## 待完成任务
将以下全部数据逐行输出为 Markdown 表格，两列分别命名为"行号"和"内容"，跳过空行，图片不要放入结果。

## 所给数据
::::
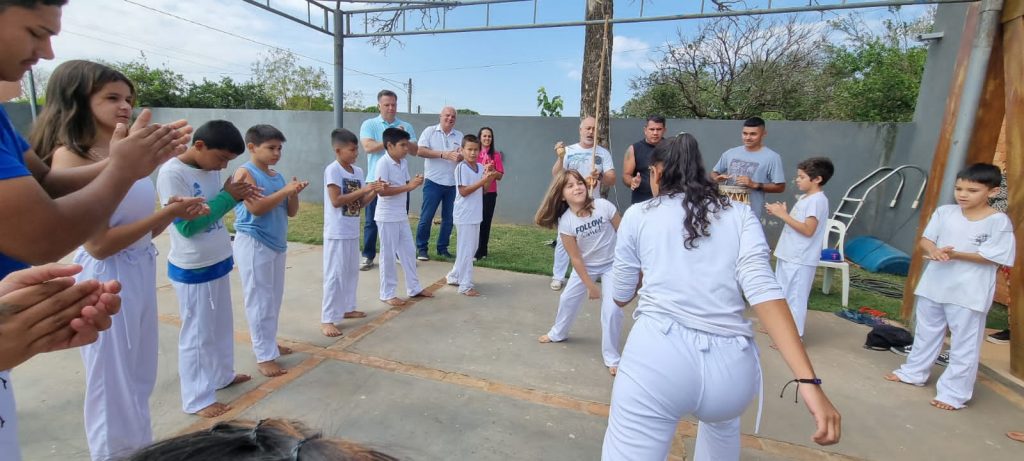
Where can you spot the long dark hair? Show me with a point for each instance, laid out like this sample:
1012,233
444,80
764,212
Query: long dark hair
67,119
683,174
::::
## 练习结果
| 行号 | 内容 |
|---|---|
| 1 | Where can you spot the long dark hair? Show me with a point for each instance, laid out like this sample: |
| 2 | 1012,233 |
| 3 | 444,80 |
| 4 | 764,212 |
| 5 | Query: long dark hair |
| 6 | 67,119 |
| 7 | 683,174 |